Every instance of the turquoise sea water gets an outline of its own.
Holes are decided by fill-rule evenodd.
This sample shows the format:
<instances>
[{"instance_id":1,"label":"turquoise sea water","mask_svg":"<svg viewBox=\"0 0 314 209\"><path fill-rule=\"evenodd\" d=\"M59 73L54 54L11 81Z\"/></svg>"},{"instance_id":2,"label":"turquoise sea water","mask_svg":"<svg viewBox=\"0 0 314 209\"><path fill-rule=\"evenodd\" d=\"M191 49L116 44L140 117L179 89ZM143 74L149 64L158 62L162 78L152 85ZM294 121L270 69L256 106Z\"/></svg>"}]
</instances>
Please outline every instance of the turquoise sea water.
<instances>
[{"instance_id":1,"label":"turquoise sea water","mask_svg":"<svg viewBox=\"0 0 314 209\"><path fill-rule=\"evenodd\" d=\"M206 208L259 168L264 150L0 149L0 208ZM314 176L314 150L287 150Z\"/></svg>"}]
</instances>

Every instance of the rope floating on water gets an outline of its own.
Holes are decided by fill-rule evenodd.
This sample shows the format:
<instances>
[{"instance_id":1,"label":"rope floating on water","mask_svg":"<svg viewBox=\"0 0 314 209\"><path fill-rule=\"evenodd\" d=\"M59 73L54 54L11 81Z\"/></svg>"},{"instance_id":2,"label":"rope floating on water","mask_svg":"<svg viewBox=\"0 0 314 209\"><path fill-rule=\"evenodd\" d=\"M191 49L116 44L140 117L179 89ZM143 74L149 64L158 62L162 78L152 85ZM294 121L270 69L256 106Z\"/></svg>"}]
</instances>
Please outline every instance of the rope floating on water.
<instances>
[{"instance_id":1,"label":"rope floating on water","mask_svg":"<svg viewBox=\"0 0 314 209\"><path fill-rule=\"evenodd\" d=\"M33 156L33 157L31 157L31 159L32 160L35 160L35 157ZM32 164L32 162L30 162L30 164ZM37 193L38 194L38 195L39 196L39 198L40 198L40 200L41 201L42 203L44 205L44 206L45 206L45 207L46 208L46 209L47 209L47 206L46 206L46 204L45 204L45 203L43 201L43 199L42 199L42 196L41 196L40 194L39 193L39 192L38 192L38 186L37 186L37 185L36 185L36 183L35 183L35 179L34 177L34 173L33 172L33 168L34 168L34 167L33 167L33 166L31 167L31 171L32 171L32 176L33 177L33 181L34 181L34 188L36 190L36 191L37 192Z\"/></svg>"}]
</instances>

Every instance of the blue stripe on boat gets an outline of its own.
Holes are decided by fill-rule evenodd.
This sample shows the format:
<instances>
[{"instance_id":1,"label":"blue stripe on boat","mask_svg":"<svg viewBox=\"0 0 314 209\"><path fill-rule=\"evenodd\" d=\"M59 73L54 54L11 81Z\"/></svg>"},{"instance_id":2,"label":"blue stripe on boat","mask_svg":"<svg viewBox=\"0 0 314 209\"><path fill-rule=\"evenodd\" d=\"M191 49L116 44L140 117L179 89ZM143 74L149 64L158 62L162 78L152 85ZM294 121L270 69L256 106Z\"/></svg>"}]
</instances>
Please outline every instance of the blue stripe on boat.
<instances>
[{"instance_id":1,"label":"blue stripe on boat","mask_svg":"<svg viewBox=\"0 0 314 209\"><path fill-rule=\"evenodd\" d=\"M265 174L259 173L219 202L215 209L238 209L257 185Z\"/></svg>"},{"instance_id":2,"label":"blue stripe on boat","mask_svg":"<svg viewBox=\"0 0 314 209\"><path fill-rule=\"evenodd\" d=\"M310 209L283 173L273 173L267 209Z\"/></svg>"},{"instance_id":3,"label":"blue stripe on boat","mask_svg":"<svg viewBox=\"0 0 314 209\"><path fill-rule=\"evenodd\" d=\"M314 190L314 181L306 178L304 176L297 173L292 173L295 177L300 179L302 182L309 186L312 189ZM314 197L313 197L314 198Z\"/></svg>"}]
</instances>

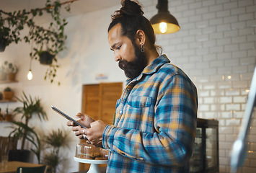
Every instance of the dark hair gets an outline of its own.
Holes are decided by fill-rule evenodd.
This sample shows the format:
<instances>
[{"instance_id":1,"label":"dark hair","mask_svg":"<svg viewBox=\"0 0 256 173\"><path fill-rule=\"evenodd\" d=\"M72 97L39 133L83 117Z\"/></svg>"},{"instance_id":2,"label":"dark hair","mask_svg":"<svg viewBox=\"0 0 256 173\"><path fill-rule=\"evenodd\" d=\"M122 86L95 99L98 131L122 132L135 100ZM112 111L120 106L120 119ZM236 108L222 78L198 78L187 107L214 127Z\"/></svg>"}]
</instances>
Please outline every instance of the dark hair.
<instances>
[{"instance_id":1,"label":"dark hair","mask_svg":"<svg viewBox=\"0 0 256 173\"><path fill-rule=\"evenodd\" d=\"M132 42L138 30L141 30L149 40L151 48L155 48L156 36L153 27L145 17L141 6L131 0L123 0L122 7L115 11L112 17L112 22L108 27L109 32L115 25L120 23L122 26L122 35L127 36Z\"/></svg>"}]
</instances>

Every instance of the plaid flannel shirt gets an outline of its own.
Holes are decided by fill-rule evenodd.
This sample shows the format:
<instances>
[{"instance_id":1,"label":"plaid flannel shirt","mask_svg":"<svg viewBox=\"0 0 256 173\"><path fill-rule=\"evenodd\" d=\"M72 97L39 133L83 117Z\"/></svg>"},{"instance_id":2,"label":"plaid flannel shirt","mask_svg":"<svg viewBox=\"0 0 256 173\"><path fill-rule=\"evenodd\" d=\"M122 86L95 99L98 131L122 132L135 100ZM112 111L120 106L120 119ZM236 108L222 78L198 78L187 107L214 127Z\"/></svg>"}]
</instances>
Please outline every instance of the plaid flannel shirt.
<instances>
[{"instance_id":1,"label":"plaid flannel shirt","mask_svg":"<svg viewBox=\"0 0 256 173\"><path fill-rule=\"evenodd\" d=\"M107 172L188 172L195 136L196 87L165 55L128 81L114 125L104 130Z\"/></svg>"}]
</instances>

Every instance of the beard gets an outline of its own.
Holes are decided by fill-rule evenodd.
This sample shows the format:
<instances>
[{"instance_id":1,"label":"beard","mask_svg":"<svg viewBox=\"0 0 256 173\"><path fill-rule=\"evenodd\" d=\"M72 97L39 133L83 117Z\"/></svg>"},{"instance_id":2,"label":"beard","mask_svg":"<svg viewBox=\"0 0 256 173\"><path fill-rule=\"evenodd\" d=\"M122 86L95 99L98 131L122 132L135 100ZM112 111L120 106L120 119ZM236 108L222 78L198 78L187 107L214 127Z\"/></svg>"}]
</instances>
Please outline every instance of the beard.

------------------------------

Objectif visé:
Reprends tout le matériel ci-dessus sous forme de liste JSON de chaînes, à raison d'une chaîne par ligne, sans les lignes vides. Laisse les images de côté dans ta réponse.

Réponse:
[
  "Every instance of the turquoise sea water gets an outline of its own.",
  "Holes are decided by fill-rule evenodd.",
  "This sample shows the format:",
  "<instances>",
  "[{\"instance_id\":1,\"label\":\"turquoise sea water\",\"mask_svg\":\"<svg viewBox=\\\"0 0 314 209\\\"><path fill-rule=\\\"evenodd\\\" d=\\\"M59 73L54 54L11 81Z\\\"/></svg>\"},{\"instance_id\":2,\"label\":\"turquoise sea water\",\"mask_svg\":\"<svg viewBox=\\\"0 0 314 209\\\"><path fill-rule=\\\"evenodd\\\" d=\\\"M191 49L116 44L140 117L179 89ZM143 74L149 64L158 62L162 78L152 85ZM294 121L270 69L256 106Z\\\"/></svg>\"}]",
  "</instances>",
  "Please outline every instance of the turquoise sea water.",
  "<instances>",
  "[{\"instance_id\":1,\"label\":\"turquoise sea water\",\"mask_svg\":\"<svg viewBox=\\\"0 0 314 209\\\"><path fill-rule=\\\"evenodd\\\" d=\\\"M206 208L259 168L264 150L0 149L0 208ZM314 176L314 150L287 150Z\\\"/></svg>\"}]",
  "</instances>",
  "Every instance of the rope floating on water gets an outline of its own.",
  "Holes are decided by fill-rule evenodd.",
  "This sample shows the format:",
  "<instances>",
  "[{\"instance_id\":1,\"label\":\"rope floating on water\",\"mask_svg\":\"<svg viewBox=\\\"0 0 314 209\\\"><path fill-rule=\\\"evenodd\\\" d=\\\"M59 73L54 54L11 81Z\\\"/></svg>\"},{\"instance_id\":2,\"label\":\"rope floating on water\",\"mask_svg\":\"<svg viewBox=\\\"0 0 314 209\\\"><path fill-rule=\\\"evenodd\\\" d=\\\"M191 49L116 44L140 117L179 89ZM143 74L149 64L158 62L162 78L152 85ZM294 121L270 69L256 106Z\\\"/></svg>\"}]",
  "</instances>",
  "Please outline every instance of the rope floating on water.",
  "<instances>",
  "[{\"instance_id\":1,\"label\":\"rope floating on water\",\"mask_svg\":\"<svg viewBox=\\\"0 0 314 209\\\"><path fill-rule=\\\"evenodd\\\" d=\\\"M33 156L33 157L31 157L31 159L32 160L35 160L35 157ZM32 164L32 162L30 162L30 164ZM37 193L38 194L38 195L39 196L39 198L40 198L40 200L41 201L42 203L44 205L44 206L45 206L45 207L46 208L46 209L47 209L47 206L46 206L46 204L45 204L45 203L43 201L43 199L42 199L42 196L41 196L40 194L39 193L39 192L38 192L38 186L37 186L37 185L36 185L36 183L35 183L35 179L34 177L34 173L33 172L33 168L34 168L34 167L33 167L33 166L31 167L31 171L32 171L32 176L33 177L33 181L34 181L34 188L36 190L36 191L37 192Z\\\"/></svg>\"}]",
  "</instances>",
  "Every instance of the blue stripe on boat gets an outline of its own.",
  "Holes are decided by fill-rule evenodd.",
  "This sample shows the format:",
  "<instances>",
  "[{\"instance_id\":1,\"label\":\"blue stripe on boat\",\"mask_svg\":\"<svg viewBox=\\\"0 0 314 209\\\"><path fill-rule=\\\"evenodd\\\" d=\\\"M59 73L54 54L11 81Z\\\"/></svg>\"},{\"instance_id\":2,\"label\":\"blue stripe on boat\",\"mask_svg\":\"<svg viewBox=\\\"0 0 314 209\\\"><path fill-rule=\\\"evenodd\\\" d=\\\"M191 49L116 44L140 117L179 89ZM143 74L149 64L158 62L162 78L152 85ZM294 121L270 69L256 106Z\\\"/></svg>\"}]",
  "</instances>",
  "Please outline every instance of the blue stripe on boat.",
  "<instances>",
  "[{\"instance_id\":1,\"label\":\"blue stripe on boat\",\"mask_svg\":\"<svg viewBox=\\\"0 0 314 209\\\"><path fill-rule=\\\"evenodd\\\" d=\\\"M265 174L259 173L219 202L215 209L238 209L257 185Z\\\"/></svg>\"},{\"instance_id\":2,\"label\":\"blue stripe on boat\",\"mask_svg\":\"<svg viewBox=\\\"0 0 314 209\\\"><path fill-rule=\\\"evenodd\\\" d=\\\"M310 209L283 173L273 173L267 209Z\\\"/></svg>\"},{\"instance_id\":3,\"label\":\"blue stripe on boat\",\"mask_svg\":\"<svg viewBox=\\\"0 0 314 209\\\"><path fill-rule=\\\"evenodd\\\" d=\\\"M314 190L314 181L306 178L304 176L297 173L292 173L295 177L300 179L302 182L309 186L312 189ZM314 197L313 197L314 198Z\\\"/></svg>\"}]",
  "</instances>",
  "Every instance of the dark hair gets an outline of its own.",
  "Holes are decided by fill-rule evenodd.",
  "This sample shows the format:",
  "<instances>",
  "[{\"instance_id\":1,\"label\":\"dark hair\",\"mask_svg\":\"<svg viewBox=\\\"0 0 256 173\\\"><path fill-rule=\\\"evenodd\\\" d=\\\"M72 97L39 133L83 117Z\\\"/></svg>\"},{\"instance_id\":2,\"label\":\"dark hair\",\"mask_svg\":\"<svg viewBox=\\\"0 0 256 173\\\"><path fill-rule=\\\"evenodd\\\" d=\\\"M122 86L95 99L98 131L122 132L135 100ZM112 111L120 106L120 119ZM236 108L222 78L198 78L187 107L214 127Z\\\"/></svg>\"}]",
  "</instances>",
  "Please outline every instance of the dark hair.",
  "<instances>",
  "[{\"instance_id\":1,\"label\":\"dark hair\",\"mask_svg\":\"<svg viewBox=\\\"0 0 256 173\\\"><path fill-rule=\\\"evenodd\\\" d=\\\"M132 42L138 30L141 30L149 40L151 48L155 48L156 36L153 27L145 17L141 6L131 0L123 0L122 7L115 11L112 17L112 22L108 27L109 32L115 25L120 23L122 26L122 35L127 36Z\\\"/></svg>\"}]",
  "</instances>",
  "Every instance of the plaid flannel shirt gets an outline of its own.",
  "Holes are decided by fill-rule evenodd.",
  "This sample shows the format:",
  "<instances>",
  "[{\"instance_id\":1,\"label\":\"plaid flannel shirt\",\"mask_svg\":\"<svg viewBox=\\\"0 0 256 173\\\"><path fill-rule=\\\"evenodd\\\" d=\\\"M72 97L39 133L83 117Z\\\"/></svg>\"},{\"instance_id\":2,\"label\":\"plaid flannel shirt\",\"mask_svg\":\"<svg viewBox=\\\"0 0 256 173\\\"><path fill-rule=\\\"evenodd\\\" d=\\\"M122 86L95 99L98 131L122 132L135 100ZM112 111L120 106L120 119ZM236 108L222 78L198 78L187 107L214 127Z\\\"/></svg>\"}]",
  "</instances>",
  "Please outline every instance of the plaid flannel shirt.",
  "<instances>",
  "[{\"instance_id\":1,\"label\":\"plaid flannel shirt\",\"mask_svg\":\"<svg viewBox=\\\"0 0 256 173\\\"><path fill-rule=\\\"evenodd\\\" d=\\\"M107 172L188 172L195 136L196 87L165 55L128 81L114 125L104 130Z\\\"/></svg>\"}]",
  "</instances>",
  "Every instance of the beard gets an outline of its own.",
  "Holes are decided by fill-rule evenodd.",
  "This sample shows the format:",
  "<instances>",
  "[{\"instance_id\":1,\"label\":\"beard\",\"mask_svg\":\"<svg viewBox=\\\"0 0 256 173\\\"><path fill-rule=\\\"evenodd\\\" d=\\\"M72 97L39 133L83 117Z\\\"/></svg>\"},{\"instance_id\":2,\"label\":\"beard\",\"mask_svg\":\"<svg viewBox=\\\"0 0 256 173\\\"><path fill-rule=\\\"evenodd\\\" d=\\\"M122 86L95 99L98 131L122 132L135 100ZM112 111L120 106L120 119ZM236 108L222 78L198 78L187 107L214 127Z\\\"/></svg>\"}]",
  "</instances>",
  "Please outline every instance of the beard."
]